::: Source records :::
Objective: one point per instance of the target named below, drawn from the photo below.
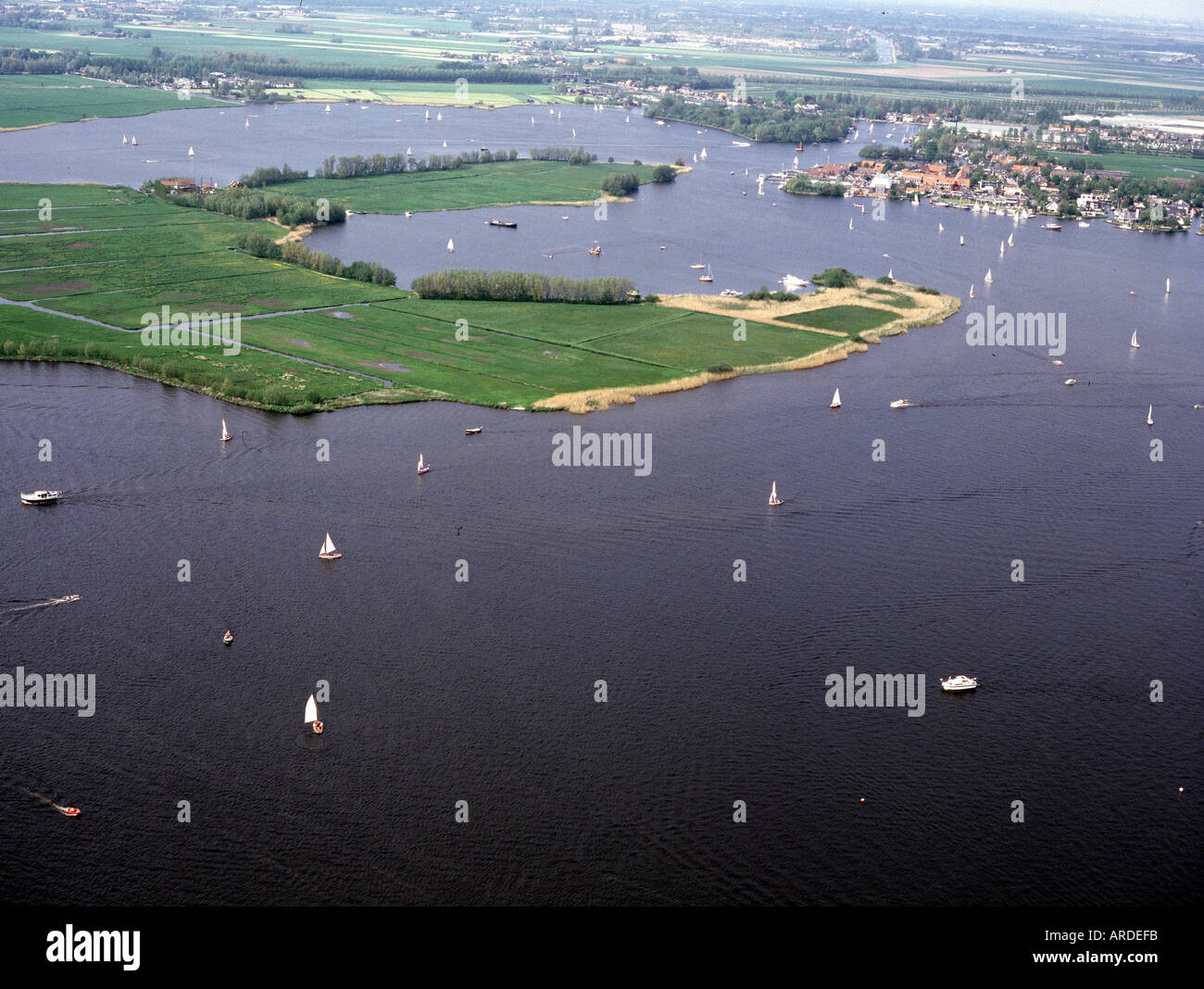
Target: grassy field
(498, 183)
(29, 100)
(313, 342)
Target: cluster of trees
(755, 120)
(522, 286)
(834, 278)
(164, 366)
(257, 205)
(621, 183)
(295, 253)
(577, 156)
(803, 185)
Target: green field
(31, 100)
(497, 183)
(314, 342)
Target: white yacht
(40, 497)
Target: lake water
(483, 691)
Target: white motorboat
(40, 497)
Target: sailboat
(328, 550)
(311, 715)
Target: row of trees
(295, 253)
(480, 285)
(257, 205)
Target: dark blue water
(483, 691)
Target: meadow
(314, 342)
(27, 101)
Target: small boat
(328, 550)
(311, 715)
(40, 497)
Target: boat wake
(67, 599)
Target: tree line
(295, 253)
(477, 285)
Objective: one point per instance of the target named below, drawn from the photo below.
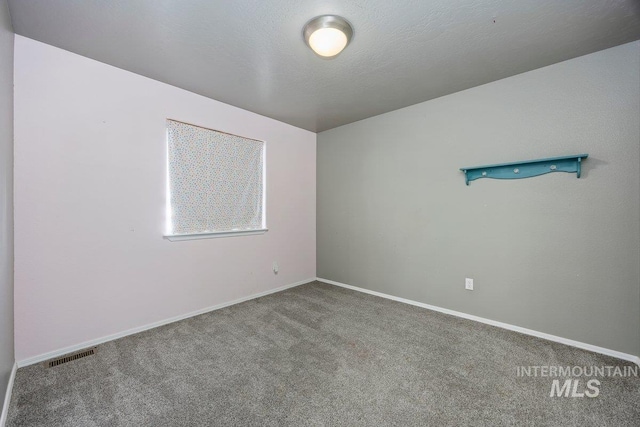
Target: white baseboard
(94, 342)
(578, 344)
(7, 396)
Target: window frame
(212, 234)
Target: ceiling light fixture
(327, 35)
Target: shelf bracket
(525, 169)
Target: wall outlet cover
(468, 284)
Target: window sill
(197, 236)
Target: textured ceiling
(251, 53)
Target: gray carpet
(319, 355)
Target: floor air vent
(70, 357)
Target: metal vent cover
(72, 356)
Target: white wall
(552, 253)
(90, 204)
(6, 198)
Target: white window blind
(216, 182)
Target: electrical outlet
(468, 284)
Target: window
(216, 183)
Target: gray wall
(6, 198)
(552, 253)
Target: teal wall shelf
:::
Aim of the task: Render all of the data above as a JSON list of strings, one string per line, with blank lines and the pictures left out.

Answer for this exercise:
[
  "Objective: one point per instance of the target named below, drawn from the photo below.",
  "Target: grassy field",
  "(498, 183)",
  "(29, 100)",
  "(313, 342)",
  "Target: cluster of trees",
  "(755, 120)",
  "(522, 286)",
  "(834, 278)",
  "(164, 366)",
  "(257, 205)",
  "(621, 183)",
  "(295, 253)",
  "(577, 156)",
  "(803, 185)",
  "Target: green field",
  "(31, 100)",
  "(497, 183)",
  "(314, 342)",
  "Target: white yacht",
  "(40, 497)",
  "Target: lake water",
  "(483, 691)",
  "Target: white motorboat",
  "(40, 497)",
  "Target: sailboat",
  "(328, 550)",
  "(311, 715)",
  "Target: row of trees",
  "(295, 253)",
  "(480, 285)",
  "(257, 205)",
  "Target: dark blue water",
  "(483, 691)",
  "Target: meadow",
  "(314, 342)",
  "(27, 101)",
  "Target: small boat",
  "(328, 550)",
  "(311, 715)",
  "(40, 497)",
  "Target: boat wake",
  "(67, 599)",
  "Target: tree line",
  "(295, 253)",
  "(477, 285)",
  "Objective: one point per instance of the target named below, drawn from the photo below.",
  "Target: white baseboard",
  "(94, 342)",
  "(578, 344)",
  "(7, 396)",
  "Target: window frame",
  "(212, 234)",
  "Target: ceiling light fixture",
  "(327, 35)",
  "Target: shelf bracket",
  "(525, 169)",
  "Target: wall outlet cover",
  "(468, 284)",
  "Target: window sill",
  "(197, 236)",
  "Target: textured ceiling",
  "(251, 53)",
  "Target: gray carpet",
  "(319, 355)",
  "Target: floor air vent",
  "(70, 357)",
  "Target: metal vent cover",
  "(72, 356)",
  "Target: white wall",
  "(552, 253)",
  "(90, 204)",
  "(6, 198)",
  "Target: white window blind",
  "(216, 182)",
  "Target: electrical outlet",
  "(468, 284)",
  "Target: window",
  "(216, 183)",
  "Target: gray wall",
  "(6, 198)",
  "(552, 253)",
  "Target: teal wall shelf"
]